• Entradas retiradas de uma coleção:
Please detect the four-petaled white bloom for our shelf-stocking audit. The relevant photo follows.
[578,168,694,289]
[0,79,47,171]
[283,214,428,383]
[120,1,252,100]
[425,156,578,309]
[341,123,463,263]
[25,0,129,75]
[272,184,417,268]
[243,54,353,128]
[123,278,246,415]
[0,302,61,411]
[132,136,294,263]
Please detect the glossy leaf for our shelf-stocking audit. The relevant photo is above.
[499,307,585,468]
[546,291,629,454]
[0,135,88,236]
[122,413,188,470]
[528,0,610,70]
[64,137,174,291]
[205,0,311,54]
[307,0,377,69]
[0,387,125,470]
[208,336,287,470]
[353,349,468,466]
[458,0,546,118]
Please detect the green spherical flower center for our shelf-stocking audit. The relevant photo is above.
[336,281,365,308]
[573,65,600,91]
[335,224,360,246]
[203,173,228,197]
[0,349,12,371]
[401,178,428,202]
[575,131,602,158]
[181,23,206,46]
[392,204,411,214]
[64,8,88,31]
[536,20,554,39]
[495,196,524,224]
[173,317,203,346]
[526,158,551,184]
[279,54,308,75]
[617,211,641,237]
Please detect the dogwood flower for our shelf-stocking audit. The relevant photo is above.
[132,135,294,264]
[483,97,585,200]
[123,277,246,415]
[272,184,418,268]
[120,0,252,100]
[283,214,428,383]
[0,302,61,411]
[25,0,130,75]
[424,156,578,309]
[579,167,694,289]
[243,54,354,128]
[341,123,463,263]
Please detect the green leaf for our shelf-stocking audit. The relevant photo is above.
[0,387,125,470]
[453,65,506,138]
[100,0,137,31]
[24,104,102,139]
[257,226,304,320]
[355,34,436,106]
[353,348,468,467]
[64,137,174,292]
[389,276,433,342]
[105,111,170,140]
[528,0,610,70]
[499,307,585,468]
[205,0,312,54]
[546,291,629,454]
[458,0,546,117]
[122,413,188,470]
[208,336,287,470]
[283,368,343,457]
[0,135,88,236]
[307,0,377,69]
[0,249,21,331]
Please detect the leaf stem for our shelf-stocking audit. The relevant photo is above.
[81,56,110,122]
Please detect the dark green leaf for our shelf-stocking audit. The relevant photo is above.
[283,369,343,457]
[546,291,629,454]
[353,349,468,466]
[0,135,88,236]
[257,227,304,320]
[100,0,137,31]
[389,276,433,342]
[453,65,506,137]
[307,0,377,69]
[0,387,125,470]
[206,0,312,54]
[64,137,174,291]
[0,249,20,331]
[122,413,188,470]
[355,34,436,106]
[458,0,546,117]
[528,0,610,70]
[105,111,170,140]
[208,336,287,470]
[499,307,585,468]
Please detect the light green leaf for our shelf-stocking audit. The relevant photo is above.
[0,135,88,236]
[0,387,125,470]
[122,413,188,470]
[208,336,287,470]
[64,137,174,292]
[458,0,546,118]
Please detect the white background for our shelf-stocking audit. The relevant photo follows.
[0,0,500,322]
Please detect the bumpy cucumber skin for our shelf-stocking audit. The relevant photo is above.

• ENUNCIADO: Informe, copiando-as integralmente, todas as linhas dos registros acima que contenham a palavra "photo".

• RESULTADO:
Please detect the four-petaled white bloom for our shelf-stocking audit. The relevant photo follows.
Please detect the glossy leaf for our shelf-stocking audit. The relevant photo is above.
Please detect the green spherical flower center for our shelf-stocking audit. The relevant photo is above.
Please detect the dogwood flower for our shelf-stocking audit. The relevant photo is above.
Please detect the green leaf for our shelf-stocking audit. The relevant photo is above.
Please detect the leaf stem for our shelf-stocking audit. The relevant photo is above.
Please detect the dark green leaf for our shelf-stocking audit. The relevant photo is above.
Please detect the light green leaf for our shelf-stocking audit. The relevant photo is above.
Please detect the white background for our shelf-stocking audit. The relevant photo follows.
Please detect the bumpy cucumber skin for our shelf-stocking audit. The relevant photo is above.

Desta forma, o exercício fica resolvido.